(Lines of data)

::::::::::

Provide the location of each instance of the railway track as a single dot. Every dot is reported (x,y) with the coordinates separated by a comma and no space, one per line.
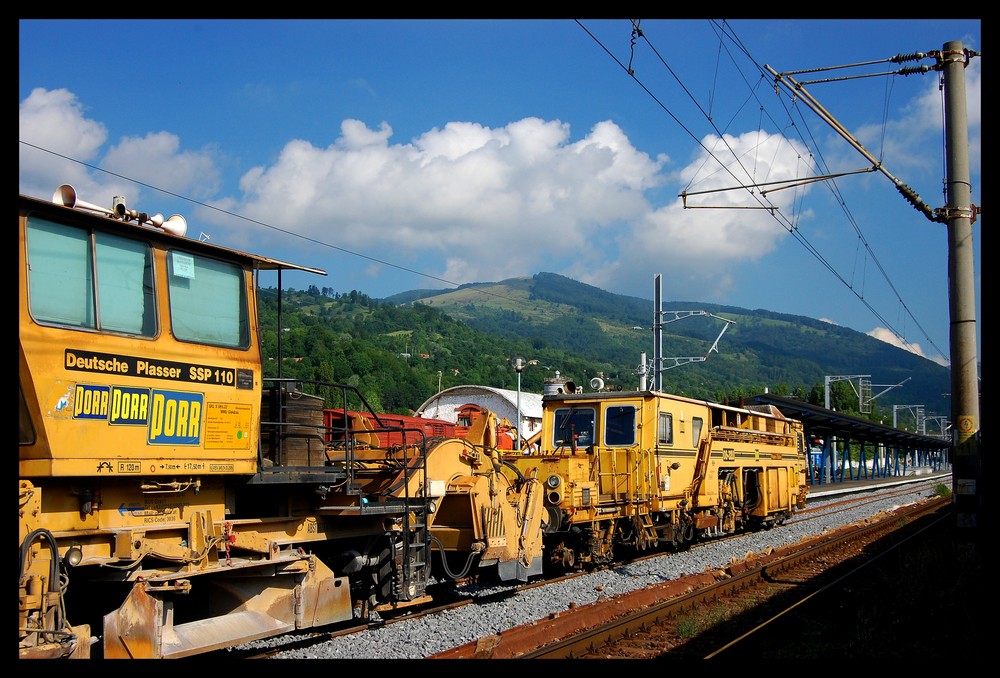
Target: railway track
(560,624)
(725,617)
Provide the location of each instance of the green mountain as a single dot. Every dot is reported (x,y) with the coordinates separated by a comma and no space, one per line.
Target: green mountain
(758,349)
(401,348)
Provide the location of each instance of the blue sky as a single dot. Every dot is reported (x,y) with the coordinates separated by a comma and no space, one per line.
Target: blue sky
(406,154)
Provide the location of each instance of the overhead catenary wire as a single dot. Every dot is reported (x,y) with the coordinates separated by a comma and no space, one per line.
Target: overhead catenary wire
(911,196)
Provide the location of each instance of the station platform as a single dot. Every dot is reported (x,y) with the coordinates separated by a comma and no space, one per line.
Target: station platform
(847,486)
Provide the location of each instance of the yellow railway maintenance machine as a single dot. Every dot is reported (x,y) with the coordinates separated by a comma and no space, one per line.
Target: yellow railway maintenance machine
(171,499)
(646,469)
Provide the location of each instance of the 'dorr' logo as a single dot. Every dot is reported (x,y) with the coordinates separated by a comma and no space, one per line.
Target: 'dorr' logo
(175,418)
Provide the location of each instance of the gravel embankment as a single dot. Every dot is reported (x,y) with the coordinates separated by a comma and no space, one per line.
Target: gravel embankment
(424,636)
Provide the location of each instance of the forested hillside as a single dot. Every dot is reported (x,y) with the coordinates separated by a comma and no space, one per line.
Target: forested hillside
(398,350)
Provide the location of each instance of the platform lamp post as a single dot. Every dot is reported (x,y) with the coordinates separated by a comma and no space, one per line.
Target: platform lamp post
(518,363)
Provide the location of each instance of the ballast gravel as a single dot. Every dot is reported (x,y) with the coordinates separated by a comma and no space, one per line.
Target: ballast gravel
(424,636)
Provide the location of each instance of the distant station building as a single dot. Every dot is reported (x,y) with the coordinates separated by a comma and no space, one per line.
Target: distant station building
(451,403)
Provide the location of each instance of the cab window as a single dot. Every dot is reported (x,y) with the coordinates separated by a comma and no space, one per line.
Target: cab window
(619,425)
(665,429)
(91,280)
(207,300)
(574,424)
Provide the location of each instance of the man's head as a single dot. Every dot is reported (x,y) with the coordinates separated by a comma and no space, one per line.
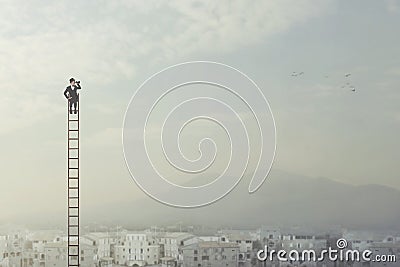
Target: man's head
(72,81)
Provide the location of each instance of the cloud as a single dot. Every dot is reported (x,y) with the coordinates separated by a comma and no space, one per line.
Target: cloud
(392,6)
(43,43)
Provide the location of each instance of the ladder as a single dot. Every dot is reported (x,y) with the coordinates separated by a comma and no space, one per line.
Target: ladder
(73,187)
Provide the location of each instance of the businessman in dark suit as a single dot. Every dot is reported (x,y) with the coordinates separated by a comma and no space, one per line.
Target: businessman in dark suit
(71,93)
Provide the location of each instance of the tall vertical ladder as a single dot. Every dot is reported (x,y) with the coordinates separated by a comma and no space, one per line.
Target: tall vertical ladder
(73,187)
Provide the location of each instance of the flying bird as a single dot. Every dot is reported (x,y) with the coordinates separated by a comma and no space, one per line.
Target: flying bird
(294,74)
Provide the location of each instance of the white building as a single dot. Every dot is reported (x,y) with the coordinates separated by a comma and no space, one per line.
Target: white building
(56,254)
(103,241)
(171,242)
(137,248)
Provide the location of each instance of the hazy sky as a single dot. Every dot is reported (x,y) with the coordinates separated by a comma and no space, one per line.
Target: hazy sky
(323,130)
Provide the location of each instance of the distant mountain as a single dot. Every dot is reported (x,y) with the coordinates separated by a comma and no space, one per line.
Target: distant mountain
(284,199)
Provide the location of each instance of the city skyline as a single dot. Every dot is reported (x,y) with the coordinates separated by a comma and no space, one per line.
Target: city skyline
(323,130)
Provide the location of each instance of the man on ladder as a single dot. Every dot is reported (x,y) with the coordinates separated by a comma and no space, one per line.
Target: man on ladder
(71,93)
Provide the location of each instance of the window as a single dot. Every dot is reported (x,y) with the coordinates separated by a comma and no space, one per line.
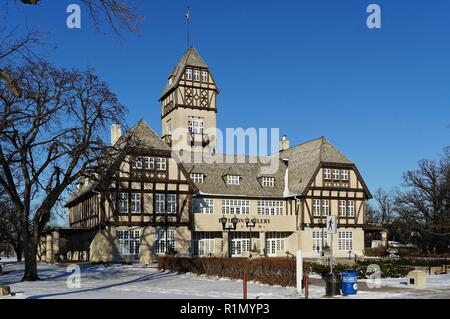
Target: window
(320,240)
(268,181)
(169,127)
(128,242)
(274,243)
(336,175)
(204,76)
(149,163)
(316,207)
(197,177)
(235,206)
(195,125)
(270,207)
(325,207)
(137,163)
(203,244)
(204,206)
(135,203)
(164,241)
(161,164)
(342,208)
(351,208)
(188,74)
(344,175)
(196,75)
(240,242)
(327,174)
(233,179)
(345,240)
(172,203)
(160,205)
(123,202)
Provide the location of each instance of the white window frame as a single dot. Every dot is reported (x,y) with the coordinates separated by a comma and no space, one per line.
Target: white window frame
(160,203)
(275,243)
(128,242)
(204,76)
(204,206)
(268,181)
(189,74)
(197,75)
(270,207)
(351,208)
(342,208)
(325,207)
(137,162)
(196,125)
(345,241)
(233,180)
(203,244)
(336,175)
(327,174)
(316,207)
(197,178)
(149,163)
(161,164)
(123,202)
(236,206)
(136,199)
(162,243)
(344,174)
(171,203)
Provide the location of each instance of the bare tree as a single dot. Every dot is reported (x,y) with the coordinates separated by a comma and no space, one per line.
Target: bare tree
(10,229)
(50,135)
(425,205)
(117,13)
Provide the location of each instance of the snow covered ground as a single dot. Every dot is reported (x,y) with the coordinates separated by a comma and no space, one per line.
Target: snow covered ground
(136,281)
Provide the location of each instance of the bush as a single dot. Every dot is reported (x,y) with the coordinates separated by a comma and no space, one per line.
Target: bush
(271,271)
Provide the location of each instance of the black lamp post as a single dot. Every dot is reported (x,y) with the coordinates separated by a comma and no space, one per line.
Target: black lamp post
(223,220)
(250,224)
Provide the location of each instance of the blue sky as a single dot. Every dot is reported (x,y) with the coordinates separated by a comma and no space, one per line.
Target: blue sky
(311,68)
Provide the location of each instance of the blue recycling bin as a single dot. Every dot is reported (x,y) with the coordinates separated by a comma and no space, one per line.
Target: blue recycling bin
(349,283)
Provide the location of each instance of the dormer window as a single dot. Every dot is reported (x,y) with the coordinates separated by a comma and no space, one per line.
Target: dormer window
(268,181)
(196,75)
(197,178)
(204,76)
(233,179)
(188,74)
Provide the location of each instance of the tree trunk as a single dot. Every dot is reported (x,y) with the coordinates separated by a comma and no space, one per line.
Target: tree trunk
(30,252)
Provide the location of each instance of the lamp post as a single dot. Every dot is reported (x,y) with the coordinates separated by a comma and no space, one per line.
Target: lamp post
(223,220)
(250,224)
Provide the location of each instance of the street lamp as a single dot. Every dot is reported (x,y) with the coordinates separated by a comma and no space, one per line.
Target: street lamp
(250,224)
(223,220)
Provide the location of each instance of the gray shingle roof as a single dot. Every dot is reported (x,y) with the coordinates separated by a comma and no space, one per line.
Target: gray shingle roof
(189,58)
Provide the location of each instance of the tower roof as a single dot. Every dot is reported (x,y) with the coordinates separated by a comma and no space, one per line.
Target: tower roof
(190,58)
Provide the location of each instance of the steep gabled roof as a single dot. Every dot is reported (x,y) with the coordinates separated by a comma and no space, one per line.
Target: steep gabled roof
(190,58)
(306,158)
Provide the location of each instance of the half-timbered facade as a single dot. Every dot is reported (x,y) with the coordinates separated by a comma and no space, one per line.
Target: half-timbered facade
(145,211)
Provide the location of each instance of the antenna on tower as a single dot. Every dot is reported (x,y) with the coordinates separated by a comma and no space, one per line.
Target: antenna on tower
(186,17)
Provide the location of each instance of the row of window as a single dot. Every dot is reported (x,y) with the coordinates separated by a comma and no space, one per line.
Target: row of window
(321,207)
(161,205)
(204,243)
(233,180)
(321,239)
(148,163)
(335,174)
(196,75)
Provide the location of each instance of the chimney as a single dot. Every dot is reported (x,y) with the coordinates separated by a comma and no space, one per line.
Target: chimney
(116,133)
(284,143)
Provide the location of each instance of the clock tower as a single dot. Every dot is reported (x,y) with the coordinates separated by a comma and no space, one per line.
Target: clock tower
(189,106)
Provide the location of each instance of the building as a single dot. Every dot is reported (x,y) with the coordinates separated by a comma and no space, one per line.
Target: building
(156,204)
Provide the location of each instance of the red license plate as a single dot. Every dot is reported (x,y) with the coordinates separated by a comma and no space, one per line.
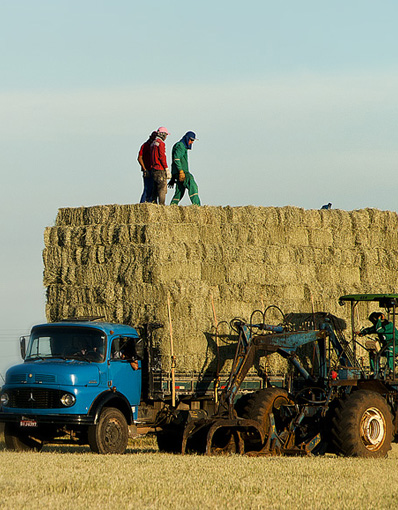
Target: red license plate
(28,423)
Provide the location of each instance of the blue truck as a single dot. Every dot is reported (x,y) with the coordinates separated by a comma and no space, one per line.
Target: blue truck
(90,382)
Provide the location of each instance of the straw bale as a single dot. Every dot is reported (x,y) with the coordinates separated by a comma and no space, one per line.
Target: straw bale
(123,261)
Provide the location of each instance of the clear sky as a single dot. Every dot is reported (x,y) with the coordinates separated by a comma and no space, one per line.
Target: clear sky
(293,102)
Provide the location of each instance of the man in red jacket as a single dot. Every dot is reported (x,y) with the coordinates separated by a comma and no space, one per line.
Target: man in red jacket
(144,159)
(159,169)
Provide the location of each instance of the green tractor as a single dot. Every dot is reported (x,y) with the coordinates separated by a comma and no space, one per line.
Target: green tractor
(345,402)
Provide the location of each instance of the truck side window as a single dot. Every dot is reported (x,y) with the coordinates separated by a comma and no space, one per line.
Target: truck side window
(123,348)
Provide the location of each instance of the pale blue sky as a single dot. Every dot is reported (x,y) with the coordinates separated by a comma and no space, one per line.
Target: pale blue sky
(294,103)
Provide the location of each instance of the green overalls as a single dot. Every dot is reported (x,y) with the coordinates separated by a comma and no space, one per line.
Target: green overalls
(180,162)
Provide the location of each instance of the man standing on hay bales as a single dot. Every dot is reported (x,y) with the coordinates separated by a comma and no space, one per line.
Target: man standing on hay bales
(159,169)
(180,172)
(144,159)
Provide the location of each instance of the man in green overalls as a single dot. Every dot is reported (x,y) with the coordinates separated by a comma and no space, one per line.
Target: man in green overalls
(385,332)
(180,174)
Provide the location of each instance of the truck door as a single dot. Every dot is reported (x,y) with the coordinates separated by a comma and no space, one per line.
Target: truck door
(125,368)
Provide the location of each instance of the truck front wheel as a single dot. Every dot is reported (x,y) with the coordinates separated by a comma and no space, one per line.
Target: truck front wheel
(110,434)
(18,440)
(362,426)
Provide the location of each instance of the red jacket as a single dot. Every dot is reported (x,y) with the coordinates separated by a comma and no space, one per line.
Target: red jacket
(158,154)
(145,153)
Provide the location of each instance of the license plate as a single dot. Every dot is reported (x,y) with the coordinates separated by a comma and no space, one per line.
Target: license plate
(28,423)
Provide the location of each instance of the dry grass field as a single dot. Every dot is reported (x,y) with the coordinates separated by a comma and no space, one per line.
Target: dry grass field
(143,478)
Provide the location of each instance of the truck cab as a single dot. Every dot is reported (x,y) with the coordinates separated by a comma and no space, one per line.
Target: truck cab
(80,382)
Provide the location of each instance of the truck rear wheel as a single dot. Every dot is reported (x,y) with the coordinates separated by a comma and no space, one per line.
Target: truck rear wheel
(110,434)
(362,425)
(259,406)
(20,441)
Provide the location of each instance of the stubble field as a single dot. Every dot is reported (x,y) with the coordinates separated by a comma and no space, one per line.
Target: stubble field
(74,478)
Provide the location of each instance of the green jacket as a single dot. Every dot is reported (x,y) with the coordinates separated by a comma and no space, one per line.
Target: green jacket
(383,329)
(179,158)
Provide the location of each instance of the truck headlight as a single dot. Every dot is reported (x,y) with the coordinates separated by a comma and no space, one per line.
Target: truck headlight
(4,399)
(68,399)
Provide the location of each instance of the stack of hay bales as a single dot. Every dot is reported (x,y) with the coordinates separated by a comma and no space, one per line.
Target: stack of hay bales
(123,261)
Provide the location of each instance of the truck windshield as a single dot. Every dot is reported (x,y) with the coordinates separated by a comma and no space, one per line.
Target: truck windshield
(67,343)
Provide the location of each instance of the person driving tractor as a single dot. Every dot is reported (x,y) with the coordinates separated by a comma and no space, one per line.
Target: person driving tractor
(385,332)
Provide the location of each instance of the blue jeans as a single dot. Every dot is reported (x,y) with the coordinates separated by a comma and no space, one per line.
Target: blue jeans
(148,188)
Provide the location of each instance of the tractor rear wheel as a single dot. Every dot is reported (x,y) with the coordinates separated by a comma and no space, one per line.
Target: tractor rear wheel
(362,425)
(259,406)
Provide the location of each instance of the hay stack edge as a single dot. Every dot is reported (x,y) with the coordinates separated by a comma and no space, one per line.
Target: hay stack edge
(123,261)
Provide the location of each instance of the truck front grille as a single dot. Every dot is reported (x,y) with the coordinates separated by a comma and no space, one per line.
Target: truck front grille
(35,398)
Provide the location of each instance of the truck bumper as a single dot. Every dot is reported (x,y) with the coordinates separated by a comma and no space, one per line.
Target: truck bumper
(56,419)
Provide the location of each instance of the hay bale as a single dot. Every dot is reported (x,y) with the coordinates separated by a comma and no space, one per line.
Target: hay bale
(122,261)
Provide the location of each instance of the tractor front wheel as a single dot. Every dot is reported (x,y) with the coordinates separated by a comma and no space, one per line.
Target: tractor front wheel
(362,425)
(258,406)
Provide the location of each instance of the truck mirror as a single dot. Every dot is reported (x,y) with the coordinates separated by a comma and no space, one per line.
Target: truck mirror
(139,348)
(22,346)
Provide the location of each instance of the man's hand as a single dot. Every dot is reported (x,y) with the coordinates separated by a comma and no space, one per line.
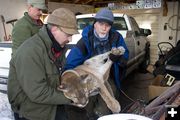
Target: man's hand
(114,58)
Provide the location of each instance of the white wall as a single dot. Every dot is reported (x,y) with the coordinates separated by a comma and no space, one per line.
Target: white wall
(165,34)
(10,9)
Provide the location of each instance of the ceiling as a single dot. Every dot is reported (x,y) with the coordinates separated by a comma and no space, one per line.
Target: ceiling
(97,3)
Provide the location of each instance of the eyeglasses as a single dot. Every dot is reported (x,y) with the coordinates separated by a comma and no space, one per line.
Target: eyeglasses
(67,35)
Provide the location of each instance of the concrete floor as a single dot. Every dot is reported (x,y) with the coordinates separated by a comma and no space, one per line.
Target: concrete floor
(135,86)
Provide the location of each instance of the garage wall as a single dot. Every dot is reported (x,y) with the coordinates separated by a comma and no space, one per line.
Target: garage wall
(10,9)
(154,20)
(170,35)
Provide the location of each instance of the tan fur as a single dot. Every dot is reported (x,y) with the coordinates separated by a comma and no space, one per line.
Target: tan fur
(90,79)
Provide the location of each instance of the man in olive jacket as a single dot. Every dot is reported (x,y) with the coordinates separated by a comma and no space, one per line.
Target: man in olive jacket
(36,67)
(29,24)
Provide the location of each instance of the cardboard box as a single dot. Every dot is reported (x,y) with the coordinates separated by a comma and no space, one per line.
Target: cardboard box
(155,89)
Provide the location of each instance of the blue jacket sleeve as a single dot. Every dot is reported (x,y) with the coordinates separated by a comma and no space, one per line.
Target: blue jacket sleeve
(122,43)
(74,58)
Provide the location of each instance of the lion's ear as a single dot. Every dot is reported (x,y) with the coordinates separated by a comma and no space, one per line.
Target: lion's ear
(63,87)
(84,78)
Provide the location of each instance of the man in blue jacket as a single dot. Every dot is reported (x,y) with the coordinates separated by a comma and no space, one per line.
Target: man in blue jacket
(98,39)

::::::::::

→ **SHORT PROBLEM**: Using the material above, extract the line that contains "Provide the location of each instance of the cardboard" and every line after it, exactly as given; stop at the last line.

→ **SOLUTION**:
Provide the location of each instance of the cardboard box as a single dot. Every dot is reported (x,y) with the coordinates separated by a comma and no space, one per line.
Target: cardboard box
(155,89)
Provide the location of each instance of the blue jacket sleeve as a single dot. Every dot is reported (x,y) with the coordinates separated by a comma and no space, one per line.
Target: blue jacket sleeve
(122,43)
(74,58)
Provide the location of each instance of the lion's ear as a single dot. Every dot is reported (x,y) with the coordinates separated by a comma and no space, one per line.
Target: lion's ear
(63,87)
(84,78)
Provide the location of each instance of the man in blue jacket as a single dot. Every dot is reported (x,y) with the coordinates separated by a comma and no space, one per line.
Target: man in blue jacket
(98,39)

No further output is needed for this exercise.